> _Source document_
There's a lot you can inherit from your family: your hair color, your eye color, your morbid sense of humor...but what about a higher risk for breast cancer?

Small hands with medium-dark skin behind a pink background. The hands are holding a pink breast cancer awareness ribbon.
Some families are at a higher risk for breast cancer. Is yours?

Unfortunately, breast cancer is pretty common: about 1 in 8 women will develop it over their lifetime. But for some women, because of their genetics, the risk is a lot higher.

About 5-10% of the time, breast cancer is due to a genetic condition (called a cancer predisposition syndrome). This means that a person's risk to develop cancer is much higher compared to other people. Are you worried that your family has a breast cancer predisposition syndrome? Here are some things to consider.

How do I know if hereditary breast cancer runs in my family?

Here are some "red flags" that may pop up in a family that carries a higher risk for breast cancer:

1.) Breast cancer diagnosed before the age of 50 years

2.) Bilateral breast cancer (cancer has been found in both breasts)

3.) Multiple generations affected with breast cancer (for example: if a grandmother, mother, and daughter are all diagnosed with breast cancer)

4.) Male breast cancer

5.) Certain ancestral backgrounds, such as Ashkenazi Jewish ancestry

I'm worried that my family has a higher risk for breast cancer. What should I do next?

> _Exercises_
(1) List the red flags that the text on hereditary breast cancer gives for a family with a higher risk of breast cancer.
(2) From the text on hereditary breast cancer, write out the part that opens with the words containing "Some families are" and closes with "a lot higher.". Copy it word for word.

> _Excerpted records_
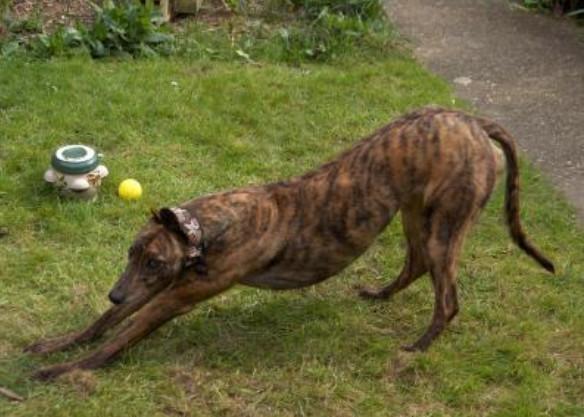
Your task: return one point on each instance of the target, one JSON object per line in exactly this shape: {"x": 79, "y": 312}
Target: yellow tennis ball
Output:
{"x": 130, "y": 189}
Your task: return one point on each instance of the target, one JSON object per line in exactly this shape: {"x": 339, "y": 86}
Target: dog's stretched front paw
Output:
{"x": 44, "y": 347}
{"x": 372, "y": 294}
{"x": 52, "y": 372}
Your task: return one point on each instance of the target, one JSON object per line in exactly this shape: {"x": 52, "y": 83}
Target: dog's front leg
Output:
{"x": 165, "y": 306}
{"x": 112, "y": 317}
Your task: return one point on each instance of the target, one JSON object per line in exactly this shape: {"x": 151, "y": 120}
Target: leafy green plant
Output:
{"x": 362, "y": 9}
{"x": 126, "y": 27}
{"x": 121, "y": 28}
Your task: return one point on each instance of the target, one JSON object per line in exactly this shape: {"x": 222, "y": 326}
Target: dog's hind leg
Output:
{"x": 112, "y": 317}
{"x": 447, "y": 228}
{"x": 414, "y": 266}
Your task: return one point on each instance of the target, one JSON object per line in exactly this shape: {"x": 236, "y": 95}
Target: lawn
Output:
{"x": 187, "y": 127}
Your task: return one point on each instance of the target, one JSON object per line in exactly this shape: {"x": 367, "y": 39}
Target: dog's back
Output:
{"x": 332, "y": 215}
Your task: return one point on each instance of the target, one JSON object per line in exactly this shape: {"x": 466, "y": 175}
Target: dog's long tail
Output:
{"x": 503, "y": 138}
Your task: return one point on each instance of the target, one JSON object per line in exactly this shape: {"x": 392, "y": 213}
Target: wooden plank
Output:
{"x": 166, "y": 7}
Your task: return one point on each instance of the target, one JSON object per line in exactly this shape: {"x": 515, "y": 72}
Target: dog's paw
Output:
{"x": 51, "y": 372}
{"x": 371, "y": 294}
{"x": 43, "y": 347}
{"x": 419, "y": 346}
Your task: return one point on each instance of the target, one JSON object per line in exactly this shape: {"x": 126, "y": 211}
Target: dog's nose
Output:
{"x": 115, "y": 297}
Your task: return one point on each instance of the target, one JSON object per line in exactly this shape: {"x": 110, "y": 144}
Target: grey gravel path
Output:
{"x": 522, "y": 69}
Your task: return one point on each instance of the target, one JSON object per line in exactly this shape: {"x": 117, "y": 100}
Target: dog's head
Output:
{"x": 162, "y": 251}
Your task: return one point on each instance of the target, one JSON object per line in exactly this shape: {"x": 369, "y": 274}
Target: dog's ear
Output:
{"x": 168, "y": 219}
{"x": 183, "y": 223}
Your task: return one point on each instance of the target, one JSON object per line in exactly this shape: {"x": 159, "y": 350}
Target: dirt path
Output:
{"x": 522, "y": 69}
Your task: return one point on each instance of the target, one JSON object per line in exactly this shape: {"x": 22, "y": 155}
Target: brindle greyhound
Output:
{"x": 438, "y": 167}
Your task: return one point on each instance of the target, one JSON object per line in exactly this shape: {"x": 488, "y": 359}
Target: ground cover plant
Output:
{"x": 194, "y": 124}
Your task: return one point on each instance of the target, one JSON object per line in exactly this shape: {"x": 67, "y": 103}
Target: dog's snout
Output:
{"x": 116, "y": 297}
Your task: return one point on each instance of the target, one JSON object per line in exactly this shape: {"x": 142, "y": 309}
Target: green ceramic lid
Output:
{"x": 75, "y": 159}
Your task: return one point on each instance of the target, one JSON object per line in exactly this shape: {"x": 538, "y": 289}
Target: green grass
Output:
{"x": 514, "y": 350}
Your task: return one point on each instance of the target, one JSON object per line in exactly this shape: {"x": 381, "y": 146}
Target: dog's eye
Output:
{"x": 153, "y": 264}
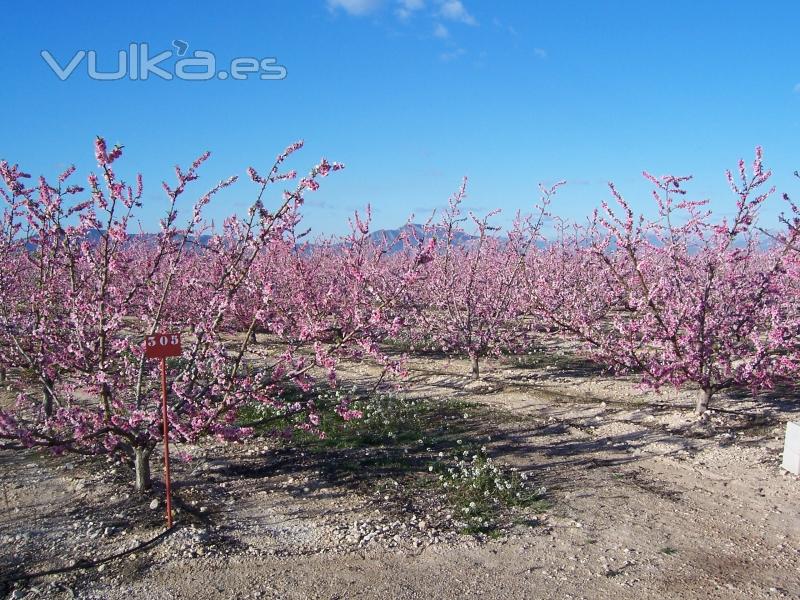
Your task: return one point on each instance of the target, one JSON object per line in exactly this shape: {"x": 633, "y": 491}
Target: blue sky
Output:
{"x": 414, "y": 94}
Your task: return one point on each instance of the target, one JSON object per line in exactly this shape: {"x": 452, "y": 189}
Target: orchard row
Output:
{"x": 680, "y": 300}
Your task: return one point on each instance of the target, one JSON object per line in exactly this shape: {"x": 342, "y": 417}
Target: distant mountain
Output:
{"x": 415, "y": 231}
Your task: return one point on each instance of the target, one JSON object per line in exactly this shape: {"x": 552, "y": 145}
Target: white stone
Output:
{"x": 791, "y": 448}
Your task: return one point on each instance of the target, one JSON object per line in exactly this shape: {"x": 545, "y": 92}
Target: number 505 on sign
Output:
{"x": 162, "y": 345}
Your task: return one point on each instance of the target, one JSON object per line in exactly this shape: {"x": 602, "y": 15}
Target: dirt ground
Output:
{"x": 646, "y": 501}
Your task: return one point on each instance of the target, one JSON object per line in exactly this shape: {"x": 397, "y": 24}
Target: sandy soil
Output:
{"x": 646, "y": 502}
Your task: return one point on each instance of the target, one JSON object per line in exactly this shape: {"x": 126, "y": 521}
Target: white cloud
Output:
{"x": 408, "y": 8}
{"x": 454, "y": 10}
{"x": 441, "y": 32}
{"x": 357, "y": 8}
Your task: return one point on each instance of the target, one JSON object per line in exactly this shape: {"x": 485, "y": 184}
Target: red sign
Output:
{"x": 162, "y": 345}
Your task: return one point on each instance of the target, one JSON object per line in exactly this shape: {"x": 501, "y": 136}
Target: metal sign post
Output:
{"x": 161, "y": 346}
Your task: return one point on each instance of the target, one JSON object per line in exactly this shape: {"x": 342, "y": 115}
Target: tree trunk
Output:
{"x": 141, "y": 460}
{"x": 703, "y": 401}
{"x": 47, "y": 396}
{"x": 105, "y": 397}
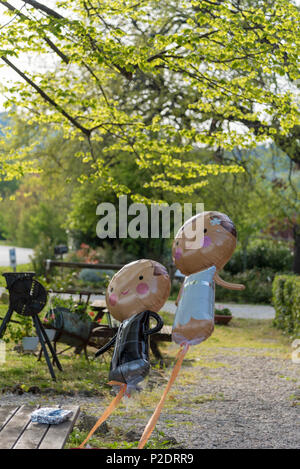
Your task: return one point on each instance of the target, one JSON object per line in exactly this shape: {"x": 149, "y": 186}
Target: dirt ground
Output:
{"x": 235, "y": 390}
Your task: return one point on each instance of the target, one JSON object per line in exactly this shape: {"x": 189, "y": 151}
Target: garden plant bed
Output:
{"x": 238, "y": 389}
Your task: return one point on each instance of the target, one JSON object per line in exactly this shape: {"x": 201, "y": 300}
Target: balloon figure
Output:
{"x": 200, "y": 261}
{"x": 134, "y": 295}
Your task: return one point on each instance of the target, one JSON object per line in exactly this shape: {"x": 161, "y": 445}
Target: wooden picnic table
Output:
{"x": 18, "y": 432}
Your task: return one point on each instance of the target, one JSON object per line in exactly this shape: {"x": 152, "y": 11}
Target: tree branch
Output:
{"x": 47, "y": 98}
{"x": 46, "y": 39}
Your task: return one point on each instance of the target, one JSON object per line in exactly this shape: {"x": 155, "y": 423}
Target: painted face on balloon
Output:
{"x": 139, "y": 286}
{"x": 200, "y": 244}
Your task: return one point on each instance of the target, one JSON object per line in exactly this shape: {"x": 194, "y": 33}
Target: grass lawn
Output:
{"x": 241, "y": 337}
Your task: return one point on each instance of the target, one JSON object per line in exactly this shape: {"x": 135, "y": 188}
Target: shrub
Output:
{"x": 286, "y": 300}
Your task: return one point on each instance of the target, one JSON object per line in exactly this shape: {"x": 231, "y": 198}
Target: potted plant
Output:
{"x": 222, "y": 315}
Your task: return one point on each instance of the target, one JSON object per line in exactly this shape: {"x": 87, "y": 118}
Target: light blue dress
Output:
{"x": 197, "y": 299}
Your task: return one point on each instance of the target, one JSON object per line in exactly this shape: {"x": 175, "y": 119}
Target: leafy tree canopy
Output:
{"x": 155, "y": 80}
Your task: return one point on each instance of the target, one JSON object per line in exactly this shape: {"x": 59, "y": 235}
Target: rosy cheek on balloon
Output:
{"x": 206, "y": 241}
{"x": 142, "y": 288}
{"x": 113, "y": 299}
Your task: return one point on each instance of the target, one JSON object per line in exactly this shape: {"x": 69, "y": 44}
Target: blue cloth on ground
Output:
{"x": 50, "y": 416}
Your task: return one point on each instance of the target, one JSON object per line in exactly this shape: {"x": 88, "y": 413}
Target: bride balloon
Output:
{"x": 201, "y": 248}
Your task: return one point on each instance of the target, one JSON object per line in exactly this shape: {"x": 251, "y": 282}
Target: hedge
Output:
{"x": 258, "y": 285}
{"x": 286, "y": 301}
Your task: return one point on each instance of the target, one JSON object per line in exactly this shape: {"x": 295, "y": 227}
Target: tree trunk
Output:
{"x": 296, "y": 264}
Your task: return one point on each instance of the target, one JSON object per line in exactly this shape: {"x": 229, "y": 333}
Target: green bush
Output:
{"x": 258, "y": 285}
{"x": 286, "y": 300}
{"x": 262, "y": 254}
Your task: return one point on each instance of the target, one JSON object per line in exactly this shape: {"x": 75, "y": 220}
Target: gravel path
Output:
{"x": 250, "y": 399}
{"x": 238, "y": 310}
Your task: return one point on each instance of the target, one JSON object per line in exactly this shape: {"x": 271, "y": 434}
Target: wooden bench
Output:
{"x": 18, "y": 432}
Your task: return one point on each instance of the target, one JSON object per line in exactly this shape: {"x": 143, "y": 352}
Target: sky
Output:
{"x": 7, "y": 75}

> _Answers to the exercise_
(1)
1. Breast cancer diagnosed before the age of 50 years
2. Bilateral breast cancer (cancer has been found in both breasts)
3. Multiple generations affected with breast cancer (for example: if a grandmother, mother, and daughter are all diagnosed with breast cancer)
4. Male breast cancer
5. Certain ancestral backgrounds, such as Ashkenazi Jewish ancestry

(2)
Some families are at a higher risk for breast cancer. Is yours?

Unfortunately, breast cancer is pretty common: about 1 in 8 women will develop it over their lifetime. But for some women, because of their genetics, the risk is a lot higher.